Task prompt —
Rewrite everything from the start of these lines down through the line containing "xmin=0 ymin=21 xmax=280 ymax=249", changing "aerial photo" to "overhead image" and keeping all else the same. Omit the pictures from your answer.

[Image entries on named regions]
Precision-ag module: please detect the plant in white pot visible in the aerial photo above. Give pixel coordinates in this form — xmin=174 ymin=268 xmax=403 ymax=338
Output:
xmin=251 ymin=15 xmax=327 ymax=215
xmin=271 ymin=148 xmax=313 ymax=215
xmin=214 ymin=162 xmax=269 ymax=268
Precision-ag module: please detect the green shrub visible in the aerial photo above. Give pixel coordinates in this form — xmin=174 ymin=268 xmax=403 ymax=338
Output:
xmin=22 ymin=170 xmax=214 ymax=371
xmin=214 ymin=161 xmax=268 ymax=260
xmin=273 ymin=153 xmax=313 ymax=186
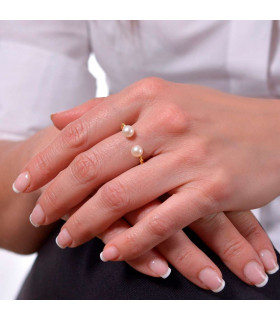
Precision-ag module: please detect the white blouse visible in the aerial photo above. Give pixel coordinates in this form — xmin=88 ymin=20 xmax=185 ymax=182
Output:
xmin=0 ymin=21 xmax=280 ymax=249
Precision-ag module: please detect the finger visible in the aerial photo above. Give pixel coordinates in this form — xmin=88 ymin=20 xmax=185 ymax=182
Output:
xmin=13 ymin=80 xmax=150 ymax=192
xmin=51 ymin=98 xmax=105 ymax=130
xmin=98 ymin=219 xmax=171 ymax=279
xmin=62 ymin=204 xmax=171 ymax=279
xmin=97 ymin=188 xmax=213 ymax=261
xmin=55 ymin=154 xmax=194 ymax=249
xmin=226 ymin=211 xmax=279 ymax=274
xmin=191 ymin=212 xmax=268 ymax=287
xmin=30 ymin=121 xmax=162 ymax=226
xmin=124 ymin=200 xmax=225 ymax=292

Answer to the task —
Precision-ag module: please detect the plant in white pot visible in the overhead image above. Give pixel coordinates in this form — xmin=174 ymin=268 xmax=403 ymax=338
Output:
xmin=251 ymin=15 xmax=327 ymax=215
xmin=271 ymin=148 xmax=313 ymax=215
xmin=214 ymin=162 xmax=269 ymax=268
Precision-ag module: please detect the green shrub visible in the overhead image above. Give pixel coordinates in this form — xmin=174 ymin=268 xmax=403 ymax=338
Output:
xmin=22 ymin=170 xmax=214 ymax=371
xmin=214 ymin=161 xmax=268 ymax=260
xmin=273 ymin=153 xmax=313 ymax=186
Precision-ag module: please detect the white blouse visible in the overhead image above. Give pixel coordinates in this form — xmin=88 ymin=20 xmax=185 ymax=182
Output:
xmin=0 ymin=21 xmax=280 ymax=249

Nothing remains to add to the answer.